● **Activity**
With the pictures left out, write every entry down exactly.

● **Data extract**
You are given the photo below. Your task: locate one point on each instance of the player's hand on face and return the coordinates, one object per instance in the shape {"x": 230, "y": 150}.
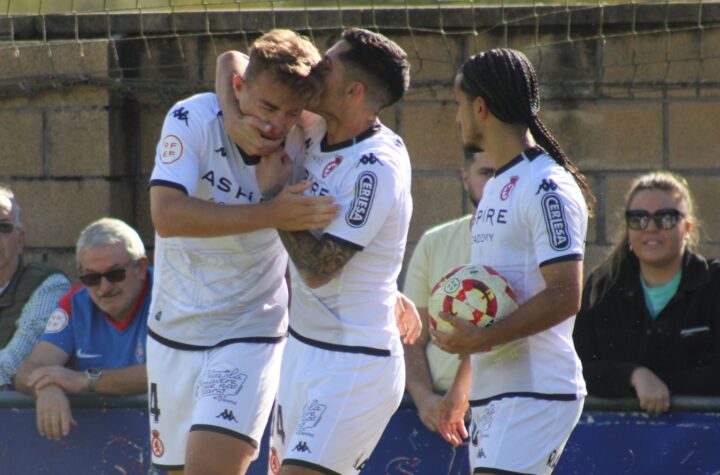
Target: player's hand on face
{"x": 54, "y": 418}
{"x": 67, "y": 379}
{"x": 273, "y": 171}
{"x": 247, "y": 131}
{"x": 407, "y": 319}
{"x": 451, "y": 417}
{"x": 464, "y": 339}
{"x": 653, "y": 394}
{"x": 297, "y": 212}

● **Response area**
You are given the photo below. Your task: locate one point on each instance of the player's hand on face and return the coordinates, one object per instance in the shape {"x": 230, "y": 150}.
Target: player's hand on face
{"x": 54, "y": 418}
{"x": 67, "y": 379}
{"x": 273, "y": 171}
{"x": 247, "y": 131}
{"x": 407, "y": 319}
{"x": 451, "y": 417}
{"x": 464, "y": 339}
{"x": 653, "y": 394}
{"x": 297, "y": 212}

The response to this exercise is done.